Stated task a:
In the fishing forum thread below, what was the strength of the leader aleg75 used to catch the first fish from the yak?

Passage to read:
# catch of the day? you betcha!



## aleg75 (Dec 20, 2005)

Why am I reporting this? casue it's my first fish from the yak, not what I had hoped for, but here it is! caught using 10lb braid and 15lb leader, using a halco poltergist (7cm) he never had a chance! he was about 10cm.

Ash


----------



## Fishing Man (Oct 4, 2006)

well done ash,

mate at least its a start, 
its just nice to be out on the water at the moment, 
i guess any fish are a bonus.

you will get em soon mate,


----------



## andybear (Jan 15, 2006)

He looks a lot bigger to me  . You have got to start somewhere! Gram for gram they put up a good fight!

Cheers Andybear :lol:


----------



## paffoh (Aug 24, 2006)

CONGRATULATIONS!

Glad i was around to share the moment, even if it was only because we were on the same body of water that day... its a great feeling landing your first fish on the yak! ( Considering all the money you would have spent thats a good 1 - 2k Redfin 8) )


----------



## ScottLovig (Aug 7, 2006)

No shame there. My first, a very brave and agressive ***** was no bigger.

Cheers

Scott


----------



## Blaen (Jul 4, 2006)

Well done mate, any first is a good first.

Mine was a little flattie that got sent back to it's mother, but for a first it was still a good feeling no matter what size it was.


----------



## Clarkos (Oct 11, 2006)

Got to admire a fish that tries to eat something almost as big as itself.

Nice one Ash.


----------



## Guest (Dec 12, 2006)

aleg75 said:


> Why am I reporting this? casue it's my first fish from the yak, not what I had hoped for, but here it is! caught using 10lb braid and 15lb leader, using a halco poltergist (7cm) he never had a chance! he was about 10cm.
> 
> Ash


Nice one Ash 

I bet you were glad you had that 15lb leader :wink:

They will only get bigger mate


----------



## Dodge (Oct 12, 2005)

Ash, the might oak tree grows from an acorn, so longterm your small fish may become a yak caught cod :wink:


----------

Available data:
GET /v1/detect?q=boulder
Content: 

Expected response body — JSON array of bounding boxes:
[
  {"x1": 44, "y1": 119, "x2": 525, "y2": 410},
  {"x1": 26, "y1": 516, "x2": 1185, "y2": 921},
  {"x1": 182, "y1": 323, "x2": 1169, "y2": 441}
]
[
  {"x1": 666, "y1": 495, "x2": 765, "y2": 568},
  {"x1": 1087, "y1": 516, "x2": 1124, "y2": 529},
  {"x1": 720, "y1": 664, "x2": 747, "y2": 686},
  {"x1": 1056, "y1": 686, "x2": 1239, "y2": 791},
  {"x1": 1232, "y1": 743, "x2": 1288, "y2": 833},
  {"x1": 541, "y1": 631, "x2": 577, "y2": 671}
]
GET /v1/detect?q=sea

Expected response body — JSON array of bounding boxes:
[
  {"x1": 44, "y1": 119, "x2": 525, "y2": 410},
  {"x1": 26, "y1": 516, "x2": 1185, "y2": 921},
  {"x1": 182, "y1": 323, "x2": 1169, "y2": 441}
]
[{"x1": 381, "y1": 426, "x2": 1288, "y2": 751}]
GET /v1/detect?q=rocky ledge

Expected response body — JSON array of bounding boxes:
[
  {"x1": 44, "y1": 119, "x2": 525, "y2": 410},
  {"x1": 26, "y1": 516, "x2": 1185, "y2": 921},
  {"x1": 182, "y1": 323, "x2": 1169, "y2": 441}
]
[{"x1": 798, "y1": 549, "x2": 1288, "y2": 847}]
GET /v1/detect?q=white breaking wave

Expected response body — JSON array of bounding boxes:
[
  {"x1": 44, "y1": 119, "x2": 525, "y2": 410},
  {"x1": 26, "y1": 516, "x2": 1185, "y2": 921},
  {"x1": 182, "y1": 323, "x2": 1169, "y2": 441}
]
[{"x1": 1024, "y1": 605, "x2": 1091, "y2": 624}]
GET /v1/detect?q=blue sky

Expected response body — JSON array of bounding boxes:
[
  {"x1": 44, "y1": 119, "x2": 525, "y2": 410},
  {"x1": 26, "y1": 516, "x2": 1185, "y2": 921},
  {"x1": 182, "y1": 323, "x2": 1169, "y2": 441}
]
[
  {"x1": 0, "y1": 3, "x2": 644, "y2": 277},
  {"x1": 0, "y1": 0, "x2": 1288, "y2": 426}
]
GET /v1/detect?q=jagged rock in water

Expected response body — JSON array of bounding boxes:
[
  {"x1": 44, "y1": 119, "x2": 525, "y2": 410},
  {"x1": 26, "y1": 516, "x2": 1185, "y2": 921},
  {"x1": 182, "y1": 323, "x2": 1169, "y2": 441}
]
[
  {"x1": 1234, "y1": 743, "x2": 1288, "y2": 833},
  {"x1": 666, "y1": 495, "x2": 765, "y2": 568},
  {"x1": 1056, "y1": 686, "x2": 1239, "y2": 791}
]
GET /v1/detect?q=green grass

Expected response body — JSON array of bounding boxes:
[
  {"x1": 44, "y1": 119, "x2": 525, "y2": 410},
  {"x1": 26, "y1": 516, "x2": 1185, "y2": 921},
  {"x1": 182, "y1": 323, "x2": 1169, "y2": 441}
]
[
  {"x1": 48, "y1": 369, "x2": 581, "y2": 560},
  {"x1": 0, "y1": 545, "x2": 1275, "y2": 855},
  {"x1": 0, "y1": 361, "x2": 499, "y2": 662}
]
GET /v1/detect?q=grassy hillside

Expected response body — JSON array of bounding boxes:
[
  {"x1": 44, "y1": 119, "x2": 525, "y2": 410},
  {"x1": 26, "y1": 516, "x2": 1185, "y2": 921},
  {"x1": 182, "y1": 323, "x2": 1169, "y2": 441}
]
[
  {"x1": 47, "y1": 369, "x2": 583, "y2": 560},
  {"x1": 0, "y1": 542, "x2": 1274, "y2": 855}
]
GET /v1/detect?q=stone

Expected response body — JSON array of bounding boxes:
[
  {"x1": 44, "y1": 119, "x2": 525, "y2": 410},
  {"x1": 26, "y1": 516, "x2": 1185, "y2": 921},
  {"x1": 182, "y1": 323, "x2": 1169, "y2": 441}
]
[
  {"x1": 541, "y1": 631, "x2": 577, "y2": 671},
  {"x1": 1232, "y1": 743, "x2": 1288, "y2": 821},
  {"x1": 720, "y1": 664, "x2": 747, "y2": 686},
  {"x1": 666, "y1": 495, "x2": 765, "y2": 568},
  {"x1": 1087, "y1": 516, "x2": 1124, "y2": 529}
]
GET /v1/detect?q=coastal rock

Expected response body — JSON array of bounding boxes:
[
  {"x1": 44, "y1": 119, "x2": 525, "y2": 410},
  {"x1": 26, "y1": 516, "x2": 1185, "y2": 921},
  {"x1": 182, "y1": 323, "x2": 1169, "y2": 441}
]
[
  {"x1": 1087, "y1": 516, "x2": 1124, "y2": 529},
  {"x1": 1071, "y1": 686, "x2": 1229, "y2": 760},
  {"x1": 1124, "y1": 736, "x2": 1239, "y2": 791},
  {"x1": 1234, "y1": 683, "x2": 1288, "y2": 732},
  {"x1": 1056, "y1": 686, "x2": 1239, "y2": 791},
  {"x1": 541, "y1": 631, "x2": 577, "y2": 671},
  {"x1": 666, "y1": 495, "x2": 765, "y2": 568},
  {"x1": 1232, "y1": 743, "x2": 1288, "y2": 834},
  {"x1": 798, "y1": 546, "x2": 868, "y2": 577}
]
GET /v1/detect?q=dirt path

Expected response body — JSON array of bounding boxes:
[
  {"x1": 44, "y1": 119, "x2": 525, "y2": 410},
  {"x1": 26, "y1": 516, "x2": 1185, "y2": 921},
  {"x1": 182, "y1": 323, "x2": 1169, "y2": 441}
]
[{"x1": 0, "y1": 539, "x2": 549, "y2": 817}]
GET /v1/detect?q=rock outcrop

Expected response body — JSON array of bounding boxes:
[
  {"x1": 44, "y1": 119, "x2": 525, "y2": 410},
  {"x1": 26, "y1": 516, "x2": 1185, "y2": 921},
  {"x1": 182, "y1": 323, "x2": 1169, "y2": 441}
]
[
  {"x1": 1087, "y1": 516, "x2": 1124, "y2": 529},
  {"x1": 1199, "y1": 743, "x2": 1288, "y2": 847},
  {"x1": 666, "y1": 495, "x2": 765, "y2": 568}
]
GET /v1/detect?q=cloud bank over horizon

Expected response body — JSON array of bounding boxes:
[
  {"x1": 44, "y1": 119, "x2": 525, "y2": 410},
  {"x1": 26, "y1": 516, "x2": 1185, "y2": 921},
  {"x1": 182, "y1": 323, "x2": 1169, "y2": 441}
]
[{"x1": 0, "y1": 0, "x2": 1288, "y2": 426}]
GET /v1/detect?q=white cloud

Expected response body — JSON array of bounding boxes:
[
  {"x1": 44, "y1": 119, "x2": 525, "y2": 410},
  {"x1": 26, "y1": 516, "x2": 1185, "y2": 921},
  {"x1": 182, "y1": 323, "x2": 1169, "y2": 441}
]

Stated task b:
Copy out, line for line, the part of the records that opens with the line containing "GET /v1/detect?q=white cloud" and runs through the end of the records.

Task output a:
15lb

Task output b:
GET /v1/detect?q=white cloud

Expected response body — JSON array of bounding boxes:
[
  {"x1": 44, "y1": 119, "x2": 525, "y2": 410},
  {"x1": 26, "y1": 516, "x2": 1185, "y2": 921},
  {"x1": 182, "y1": 323, "x2": 1169, "y2": 441}
]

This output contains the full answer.